*** DOCUMENT EXCERPT ***
The Institute of the Black World and Atlanta as Black Intellectual Mecca in the 1970s


In the August 1971 issue of Ebony Magazine, which examined the South after the civil rights movement, editor John H. Johnson explained,

Today with the legal maneuvering almost complete and the long-sought civil rights laws firmly on the records, many blacks are looking backward to the land of their birth. They are wondering what the South is really like today. 1

Though the issue featured a wide range of contributions, its centerpiece was journalist Phyl (Phyllis) Garland’s “Black Mecca of the South,” on Atlanta. The article examined African American business, educational, and religious developments, concluding that black Atlantans were positioned to lead in the emerging post-civil rights movement era.2 In her discussion of Atlanta’s black colleges, Garland briefly mentions “Dr. Vincent Harding’s Institute of the Black World.” Though the article never mentions the Institute’s purpose, the IBW was central to the formation of Atlanta as a black intellectual Mecca in the 1970s.

Vincent Harding, then a professor at Spelman College, Stephen Henderson, a professor at Morehouse, and other scholar-activists had founded the Institute of the Black World in 1969 to use their minds “in the service of the Black community.”3 Six months after Martin Luther King, Jr.’s assassination, Harding, Henderson, and other Atlanta University Center (AUC) faculty members had first proposed the creation of The W. E. B. Du Bois Institute for Advanced Afro-American Studies, which sought to institutionalize Black Studies at the AUC.4

But Harding’s promotion of Black Studies failed to take root at the AUC, and the renamed Institute of the Black World joined forces with the Martin Luther King Center in the spring of 1969. However, the IBW eventually also separated from the MLK Center in 1970 because of ideological differences. Thus, by the time Garland mentions the IBW in her 1971 article on Atlanta, the IBW was fully independent of the AUC colleges and the King Center and ready to chart its own path on Atlanta’s activist landscape. During its existence the members of the IBW evaluated black studies, formulated a black political agenda for 1970s elections, and mediated ideological splits among black activists that occurred in the mid-1970s.

Vincent Harding PAPERS, STUART A. ROSE MANUSCRIPT, ARCHIVES, AND RARE BOOK LIBRARY, EMORY UNIVERSITY.

Unfortunately, the exploits of the IBW remained only vivid memories for its members and others influenced by the organization, leaving a scholarly void. Like Garland’s passing reference, the IBW, by the late 1990s, was an ephemeral recollection.

My book The Challenge of Blackness traces the history of the IBW from its founding in 1969 to its close in the early 1980s, detailing how Vincent Harding encouraged an amazing collection of intellectuals, activists, and artists to affiliate with the IBW. The list of people who supported, planned, organized, and wrote on behalf of the IBW included Katherine Dunham, Ossie Davis, Margaret Walker Alexander, St. Clair Drake, John Henrik Clark, C. T. Vivian, C. L. R. James, Walter Rodney, Ella Baker, Sylvia Wynter, George Beckford, Lerone Bennett, Joyce Ladner, and many others. As I argue in The Challenge of Blackness, the depth and variety of scholar-activists at the IBW made it the greatest collection of black intellectual talent in post–World War II America.
*** AVAILABLE RECORDS ***
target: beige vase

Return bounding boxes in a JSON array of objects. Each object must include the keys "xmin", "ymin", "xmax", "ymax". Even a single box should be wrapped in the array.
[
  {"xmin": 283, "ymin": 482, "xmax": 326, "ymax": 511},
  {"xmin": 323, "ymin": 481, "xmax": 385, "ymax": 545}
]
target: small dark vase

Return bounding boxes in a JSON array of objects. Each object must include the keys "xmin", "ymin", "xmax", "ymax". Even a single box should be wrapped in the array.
***
TASK LIST:
• 1. Answer these questions about the Institute of the Black World article:
(a) Which month and year of Ebony Magazine carried the issue on the South?
(b) In what year did the IBW separate from the Martin Luther King Center?
(c) What is the title of the book that traces the history of the IBW?
• 2. Locate each line in the records that contains the string "xmax", and copy those lines.

TASK-BY-TASK ANSWERS:
• 1.
(a) August 1971
(b) 1970
(c) The Challenge of Blackness

• 2.
Return bounding boxes in a JSON array of objects. Each object must include the keys "xmin", "ymin", "xmax", "ymax". Even a single box should be wrapped in the array.
  {"xmin": 283, "ymin": 482, "xmax": 326, "ymax": 511},
  {"xmin": 323, "ymin": 481, "xmax": 385, "ymax": 545}
Return bounding boxes in a JSON array of objects. Each object must include the keys "xmin", "ymin", "xmax", "ymax". Even a single box should be wrapped in the array.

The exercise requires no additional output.